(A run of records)
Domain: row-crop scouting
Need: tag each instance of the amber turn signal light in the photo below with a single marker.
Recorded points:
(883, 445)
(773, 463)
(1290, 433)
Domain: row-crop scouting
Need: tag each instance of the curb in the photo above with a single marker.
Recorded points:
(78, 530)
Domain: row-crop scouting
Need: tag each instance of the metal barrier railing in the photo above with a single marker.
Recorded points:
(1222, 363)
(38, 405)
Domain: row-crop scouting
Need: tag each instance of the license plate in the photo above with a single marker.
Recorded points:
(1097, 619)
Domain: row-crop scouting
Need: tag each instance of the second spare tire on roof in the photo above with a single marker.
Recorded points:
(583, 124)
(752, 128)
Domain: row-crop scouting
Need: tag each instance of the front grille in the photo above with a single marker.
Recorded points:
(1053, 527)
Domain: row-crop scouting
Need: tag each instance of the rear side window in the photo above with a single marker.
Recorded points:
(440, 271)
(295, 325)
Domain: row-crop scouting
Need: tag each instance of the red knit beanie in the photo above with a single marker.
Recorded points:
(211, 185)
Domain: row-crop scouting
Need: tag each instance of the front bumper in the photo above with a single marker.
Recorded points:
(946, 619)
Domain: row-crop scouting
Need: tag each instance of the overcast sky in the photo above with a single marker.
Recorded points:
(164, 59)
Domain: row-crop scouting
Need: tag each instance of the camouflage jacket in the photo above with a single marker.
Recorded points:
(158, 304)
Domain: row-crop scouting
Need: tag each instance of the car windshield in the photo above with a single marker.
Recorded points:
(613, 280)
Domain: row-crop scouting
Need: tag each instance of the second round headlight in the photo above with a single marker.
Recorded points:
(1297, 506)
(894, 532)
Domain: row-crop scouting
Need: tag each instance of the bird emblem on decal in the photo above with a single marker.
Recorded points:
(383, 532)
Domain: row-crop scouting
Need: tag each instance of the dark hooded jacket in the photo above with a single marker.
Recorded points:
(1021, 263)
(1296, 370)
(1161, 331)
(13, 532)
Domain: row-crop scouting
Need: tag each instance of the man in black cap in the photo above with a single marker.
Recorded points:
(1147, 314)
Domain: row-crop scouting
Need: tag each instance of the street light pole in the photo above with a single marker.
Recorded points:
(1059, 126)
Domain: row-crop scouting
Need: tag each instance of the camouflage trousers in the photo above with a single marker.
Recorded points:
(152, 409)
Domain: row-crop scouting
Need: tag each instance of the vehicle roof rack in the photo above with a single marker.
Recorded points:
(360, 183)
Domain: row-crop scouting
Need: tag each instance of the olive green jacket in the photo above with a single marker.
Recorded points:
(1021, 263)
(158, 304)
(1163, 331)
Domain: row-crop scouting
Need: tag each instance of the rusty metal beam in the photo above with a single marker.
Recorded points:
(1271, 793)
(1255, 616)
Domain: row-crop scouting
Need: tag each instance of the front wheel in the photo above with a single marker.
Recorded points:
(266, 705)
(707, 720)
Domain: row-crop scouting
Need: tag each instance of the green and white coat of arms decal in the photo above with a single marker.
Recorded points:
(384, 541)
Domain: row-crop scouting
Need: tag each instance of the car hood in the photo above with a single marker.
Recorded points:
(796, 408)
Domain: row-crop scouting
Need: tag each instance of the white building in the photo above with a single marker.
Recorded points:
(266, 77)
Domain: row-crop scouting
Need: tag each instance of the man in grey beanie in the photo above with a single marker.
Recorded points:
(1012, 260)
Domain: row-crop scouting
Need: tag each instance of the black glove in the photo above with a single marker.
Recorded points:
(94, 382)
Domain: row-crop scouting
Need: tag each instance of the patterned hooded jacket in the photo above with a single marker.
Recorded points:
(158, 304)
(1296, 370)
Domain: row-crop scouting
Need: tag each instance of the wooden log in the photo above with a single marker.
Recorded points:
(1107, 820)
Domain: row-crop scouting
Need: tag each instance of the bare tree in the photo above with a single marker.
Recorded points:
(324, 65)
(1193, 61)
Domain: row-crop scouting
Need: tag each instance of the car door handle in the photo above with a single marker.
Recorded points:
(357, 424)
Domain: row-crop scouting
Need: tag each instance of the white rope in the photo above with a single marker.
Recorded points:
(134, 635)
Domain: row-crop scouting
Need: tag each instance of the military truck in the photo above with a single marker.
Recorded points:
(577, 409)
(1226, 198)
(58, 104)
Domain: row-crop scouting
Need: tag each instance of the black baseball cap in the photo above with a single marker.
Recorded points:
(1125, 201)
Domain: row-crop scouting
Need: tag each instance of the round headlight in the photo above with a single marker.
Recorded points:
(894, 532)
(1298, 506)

## TASK DIRECTIONS
Transcribe the material exactly as it reads.

## THE RESPONSE
Domain: row-crop scouting
Need: tag each instance of the amber turn signal light in the photo below with a single marker.
Recorded points:
(883, 445)
(773, 463)
(1290, 433)
Domain: row-crop scouting
Need: tag each instance of the curb in the photo above with a single marker.
Recorded points:
(78, 530)
Domain: row-crop scouting
Need: tag each instance of the metal barrier railing in the photo above with a single marker.
Recorded points:
(1222, 363)
(38, 405)
Domain: row-crop scouting
Need: tag each instance of the license plate in the photo above with a single marker.
Recorded points:
(1097, 619)
Domain: row-crop scouting
Need: tag each instance of the second spare tire on roof in the photo above with a single marker.
Recorded points:
(583, 124)
(752, 128)
Domain: row-crop scouting
Need: tag each instance of the front grille in the photo above with a single marker.
Recorded points:
(1053, 527)
Domain: row-crop scouting
Need: tag each instance of the rear side window in the photo above with a single marker.
Recorded points:
(440, 271)
(295, 325)
Domain: row-crop scouting
Need: tag each instance of the red knit beanie in the photo above with a single marker.
Recorded points:
(211, 185)
Domain: row-crop scouting
Need: tag each instance of the front bumper in the photo above with a single marker.
Recorded points:
(946, 619)
Domain: row-crop scouting
Need: tag each instance of the overcast sky in the photo above with a single marker.
Recorded points:
(164, 59)
Domain: row-crop scouting
Need: tag each instance of the camouflage jacket in the photo above with a single marker.
Recorded points:
(158, 304)
Domain: row-crop scouting
Need: tag each instance of the car windshield in the photo above with a single marker.
Recorded points:
(613, 280)
Domain: row-crop scouting
Need: tag each instance of the second round headlight in the photo above with a single marker.
Recorded points:
(1297, 506)
(894, 532)
Domain: row-crop scouting
Need: tag each instance of the bird emblem on decal in the photo above with a single marker.
Recorded points:
(383, 532)
Domain: row-crop scouting
Need: tag each instance of the dark hooded jacket in the photo above with a single marker.
Recorded points:
(1021, 263)
(1296, 370)
(1161, 331)
(13, 532)
Domain: row-crop scouting
Need: tag each instance of the man in black cap in the photo above with a single marker.
Recorded points:
(1147, 314)
Domain: row-crop scouting
Need: tag each instance of the street light pole in the photo above with a single marker.
Recorded points:
(1059, 126)
Domain: row-crop scouting
Need: tag each instance of the camouflage trousers in the photo above with a single marker.
Recorded points:
(152, 409)
Domain: row-crop scouting
Need: tag each instance of the vehicle roof rack in the photo above with a single marker.
Recorded points:
(360, 183)
Domain: row-crop scouting
Need: tag each instance of the olive green jacket in the photo above with a single marker.
Recorded points:
(1021, 263)
(158, 304)
(1163, 331)
Domain: row-crop scouting
Need: tag each instance of the rusty metal beam in the photo above with a single marker.
Recorded points:
(1271, 793)
(1255, 616)
Domain: row-crop scouting
Need: tag each instance of the front wheel in the photo above with a single marker.
Recorded points:
(266, 705)
(707, 720)
Domain: row-crop scouting
Need: tag each instance of the green and white coat of arms decal in the photo above with a single marker.
Recorded points:
(384, 541)
Domain: row-crop scouting
Need: tag each instance of the car hood in the photo above with a single marker.
Recorded points:
(796, 408)
Domain: row-crop scouting
Need: tag each instance of the white building in the photo above with a single marker.
Recorded points:
(266, 77)
Domain: row-crop scouting
Need: tag each instance of the man in grey beanie in the photo above with a single marker.
Recorded points:
(1012, 260)
Domain: row-crop scouting
Need: tag each instance of the black glove in the photo above with a single marker.
Recorded points:
(94, 382)
Domain: row-crop scouting
Need: tag each instance of the patterned hooded jacket in the photo above with a single marker.
Recorded points:
(158, 304)
(1296, 370)
Domain: row-crop scouting
Need: tag each instance of the wooden log in the photo above with a single marker.
Recorded points:
(1107, 820)
Domain: row-crop scouting
Need: tag each instance of the bare tree in the photo above with a single marker.
Recorded points:
(324, 65)
(1193, 61)
Domain: row-crop scouting
Need: tag each instance of the car door handle in the photo above with a single marker.
Recorded points:
(357, 424)
Domain: row-crop scouting
Need: tag each instance of the white rope in the photo above with a single marker.
Recorded points:
(134, 635)
Domain: row-crop scouting
Need: tag each instance of the military truck in the photo above with a single marker.
Recorded points:
(577, 409)
(1226, 198)
(58, 104)
Domain: row-crop scouting
Need: tag each instance of the black baseball cap in the photo above with a single marker.
Recorded points:
(1125, 201)
Domain: row-crop scouting
Need: tag each instance of the round headlight in the photo above with a single marker.
Recorded points:
(894, 532)
(1298, 506)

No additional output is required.